- _Problem details_: Copy out all of the material, matching it word for word.

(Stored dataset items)

## begin

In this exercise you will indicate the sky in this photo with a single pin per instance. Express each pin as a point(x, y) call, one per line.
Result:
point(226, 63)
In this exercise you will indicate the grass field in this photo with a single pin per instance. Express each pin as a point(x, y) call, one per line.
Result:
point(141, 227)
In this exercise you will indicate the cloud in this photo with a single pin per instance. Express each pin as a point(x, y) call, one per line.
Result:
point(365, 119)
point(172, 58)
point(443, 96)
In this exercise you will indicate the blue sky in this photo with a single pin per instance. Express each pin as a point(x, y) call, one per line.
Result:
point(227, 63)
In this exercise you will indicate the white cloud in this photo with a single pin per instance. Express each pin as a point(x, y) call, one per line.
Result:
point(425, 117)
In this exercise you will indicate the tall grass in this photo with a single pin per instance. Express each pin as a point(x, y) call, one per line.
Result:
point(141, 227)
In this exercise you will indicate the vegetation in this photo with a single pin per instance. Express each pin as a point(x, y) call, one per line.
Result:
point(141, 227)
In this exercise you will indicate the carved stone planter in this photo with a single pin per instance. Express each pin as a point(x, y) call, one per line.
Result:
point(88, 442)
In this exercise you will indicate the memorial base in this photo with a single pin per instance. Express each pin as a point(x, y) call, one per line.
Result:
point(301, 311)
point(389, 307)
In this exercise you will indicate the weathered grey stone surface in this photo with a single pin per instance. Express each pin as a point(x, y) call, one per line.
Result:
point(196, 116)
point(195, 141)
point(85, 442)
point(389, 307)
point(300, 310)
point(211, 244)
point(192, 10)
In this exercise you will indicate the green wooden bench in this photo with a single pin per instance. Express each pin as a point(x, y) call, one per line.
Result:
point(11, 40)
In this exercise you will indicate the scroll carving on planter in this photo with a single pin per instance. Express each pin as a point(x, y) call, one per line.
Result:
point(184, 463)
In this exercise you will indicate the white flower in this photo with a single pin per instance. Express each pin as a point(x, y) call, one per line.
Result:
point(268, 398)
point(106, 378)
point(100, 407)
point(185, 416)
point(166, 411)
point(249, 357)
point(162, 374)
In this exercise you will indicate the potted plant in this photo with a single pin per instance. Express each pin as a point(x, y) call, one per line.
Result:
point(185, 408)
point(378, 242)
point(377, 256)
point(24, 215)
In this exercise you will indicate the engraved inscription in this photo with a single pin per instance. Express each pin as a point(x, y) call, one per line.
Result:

## end

- _Final answer_:
In this exercise you will indicate the sky in this photo with a single pin per instance. Express each pin as a point(x, y) call, one per line.
Result:
point(226, 63)
In this exercise you will indicate the grass field in this photo with a single pin per instance. Express each pin as a point(x, y) call, one per line.
Result:
point(141, 227)
In this exercise you will indicate the cloud in this photo with a single pin per instance. Express each pin as a point(x, y) call, one per line.
Result:
point(365, 119)
point(172, 58)
point(443, 96)
In this exercise you will indicate the blue sky in this photo with a single pin per instance. Express each pin as a point(x, y) call, one per line.
Result:
point(227, 63)
In this exercise you will indicate the white cloud in this photo with a single pin per instance. Express each pin as a point(x, y) call, one per line.
Result:
point(425, 117)
In this exercise you will indicate the tall grass in this photo with a single pin per instance. Express each pin as a point(x, y) call, one per line.
Result:
point(141, 227)
In this exercise you will indicate the vegetation in this photo with a single pin per instance. Express each pin as a point(x, y) call, one per line.
Result:
point(141, 227)
In this exercise you will indicate the carved stone planter in this photo with a single pin per instance. Express each pin as a point(x, y) call, one per line.
Result:
point(88, 442)
In this exercise you will indicate the memorial base in this photo with a single pin per instance. Express each pin as a point(x, y) call, one per line.
Result:
point(301, 311)
point(389, 307)
In this exercise you will indicate the weathered grey stone surface in this photo with a single pin per instance. Express each pin as a point(x, y) call, one per line.
Result:
point(196, 116)
point(195, 141)
point(85, 442)
point(389, 307)
point(300, 310)
point(211, 244)
point(192, 10)
In this exercise you will indicate the green wooden bench in this photo with a single pin per instance. Express each pin as a point(x, y) call, one per line.
Result:
point(11, 40)
In this exercise you will indicate the scroll carving on planter in this photo with a single pin per instance. Express each pin as a point(x, y) call, one per line.
Result:
point(184, 463)
In this exercise you will indicate the white flower in this photo with a single pin per instance. Express each pin as a point(x, y) call, one per line.
Result:
point(268, 398)
point(106, 378)
point(100, 407)
point(185, 416)
point(166, 411)
point(249, 357)
point(162, 374)
In this exercise you will indicate the potted plant in this photo with a single pin per instance. Express each pin as a point(x, y) call, one per line.
Result:
point(185, 408)
point(378, 242)
point(377, 256)
point(24, 215)
In this exercise you will indicate the engraved inscription in this photo with a single pin per instance. Express each pin as a point(x, y) call, one per line.
Result:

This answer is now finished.